→ **Votre tâche**:
D'après l'extrait sur l'inauguration d'une salle de cinéma, à quelle date cette inauguration a-t-elle eu lieu ?

→ **Extrait choisi**:
+ + + + + + +
Les architectes mandatés, MM. Perrin et Fils, ont déjà à
leur actif la construction de deux salles de spectacle à
Genève, l'Alhambra et le cinéma Cameo. L'inauguration de cette
salle, pouvant contenir quatre cent cinquante spectateurs, et
dont la décoration fut unanimement louée, eut lieu le 28
décembre 1928. Le directeur prononça un discours devant les
invités (maire, conseillers, délégués de sociétés et leurs
familles): "(..) Jusqu'ici Carouge semblait être
déshérité au point de vue cinématographique. Les spectacles
offerts au public dans les locaux dépourvus de la plus
élémentaire élégance n'étaient, d'aucune façon, dignes de
la population de cette commune". Le programme de la
semaine d'inauguration (du 28 décembre au 3 janvier) comportait
un "spectacle extraordinaire, un chef-d'œuvre qui n'a
pas encore été présenté à Genève, "Les quatre
fils", grande épopée dramatique d'après le roman de Miss
A. R. Wylie, interprétée par Margaret Mann, James Hall, Ch.
Morton, E Buschmann et l'Archiduc Léopold d'Autriche", ainsi
qu'"une aventure désopilante, "Chapeau", avec
Sallv Phipps et Arthur Housman", le tout précédant un
documentaire sensationnel, Au nord de l'Alaska. L'orchestre
était dirigé par M. Amann. Le prix des places était de Fr.
2.30 pour les loges, Fr. 2.- pour les premières, Fr. 1.60 pour
les deuxièmes et Fr. 1.30 pour les troisièmes. Le programme du
vendredi 11 au jeudi 17 janvier 1929 présentait le dimanche en
matinée à 12 h. 45 et le jeudi en matinée enfantine un "spectacle
extraordinaire, "Ninon et les Hypocrites", comédie
humoristique à grand spectacle interprétée par Ellen
Richter", ainsi qu'un grand film de mœurs moderne La
Rose de minuit drame passionnant avec la belle Lya de Putti.
+ + + + + + +
→ **Données extraites**:
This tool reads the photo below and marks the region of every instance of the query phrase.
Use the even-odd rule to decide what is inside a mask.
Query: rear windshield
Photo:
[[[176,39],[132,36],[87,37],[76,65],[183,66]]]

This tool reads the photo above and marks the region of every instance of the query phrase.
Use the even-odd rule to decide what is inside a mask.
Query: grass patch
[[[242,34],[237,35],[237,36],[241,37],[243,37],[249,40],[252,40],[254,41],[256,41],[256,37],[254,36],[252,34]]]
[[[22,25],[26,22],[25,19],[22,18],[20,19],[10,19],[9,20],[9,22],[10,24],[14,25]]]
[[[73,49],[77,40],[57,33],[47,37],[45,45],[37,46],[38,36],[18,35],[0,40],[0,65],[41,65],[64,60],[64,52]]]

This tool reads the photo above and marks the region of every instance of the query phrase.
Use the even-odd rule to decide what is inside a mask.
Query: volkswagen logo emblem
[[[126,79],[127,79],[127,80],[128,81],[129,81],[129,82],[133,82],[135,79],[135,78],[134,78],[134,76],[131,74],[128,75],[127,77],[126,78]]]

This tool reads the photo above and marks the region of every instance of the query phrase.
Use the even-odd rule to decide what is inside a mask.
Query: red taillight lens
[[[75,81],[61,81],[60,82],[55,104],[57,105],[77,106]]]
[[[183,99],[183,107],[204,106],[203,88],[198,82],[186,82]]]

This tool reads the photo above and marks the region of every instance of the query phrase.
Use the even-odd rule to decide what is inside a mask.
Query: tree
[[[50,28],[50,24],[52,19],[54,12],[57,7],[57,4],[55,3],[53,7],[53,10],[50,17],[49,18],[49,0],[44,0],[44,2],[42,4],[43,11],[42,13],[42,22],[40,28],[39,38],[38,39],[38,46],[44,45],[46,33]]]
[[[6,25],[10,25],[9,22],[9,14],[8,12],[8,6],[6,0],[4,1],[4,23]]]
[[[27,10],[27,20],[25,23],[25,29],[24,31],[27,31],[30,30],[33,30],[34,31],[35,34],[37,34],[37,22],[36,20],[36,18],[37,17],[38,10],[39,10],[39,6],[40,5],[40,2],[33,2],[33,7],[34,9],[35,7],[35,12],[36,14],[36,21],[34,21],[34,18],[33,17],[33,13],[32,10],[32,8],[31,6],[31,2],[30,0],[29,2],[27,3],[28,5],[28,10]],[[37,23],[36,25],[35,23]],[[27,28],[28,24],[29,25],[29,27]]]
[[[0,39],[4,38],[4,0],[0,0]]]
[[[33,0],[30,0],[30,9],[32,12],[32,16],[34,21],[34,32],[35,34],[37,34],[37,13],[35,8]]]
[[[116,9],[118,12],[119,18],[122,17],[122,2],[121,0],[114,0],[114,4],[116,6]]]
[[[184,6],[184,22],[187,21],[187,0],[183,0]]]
+ + + + + + +
→ **Résultat obtenu**:
L'inauguration a eu lieu le 28 décembre 1928.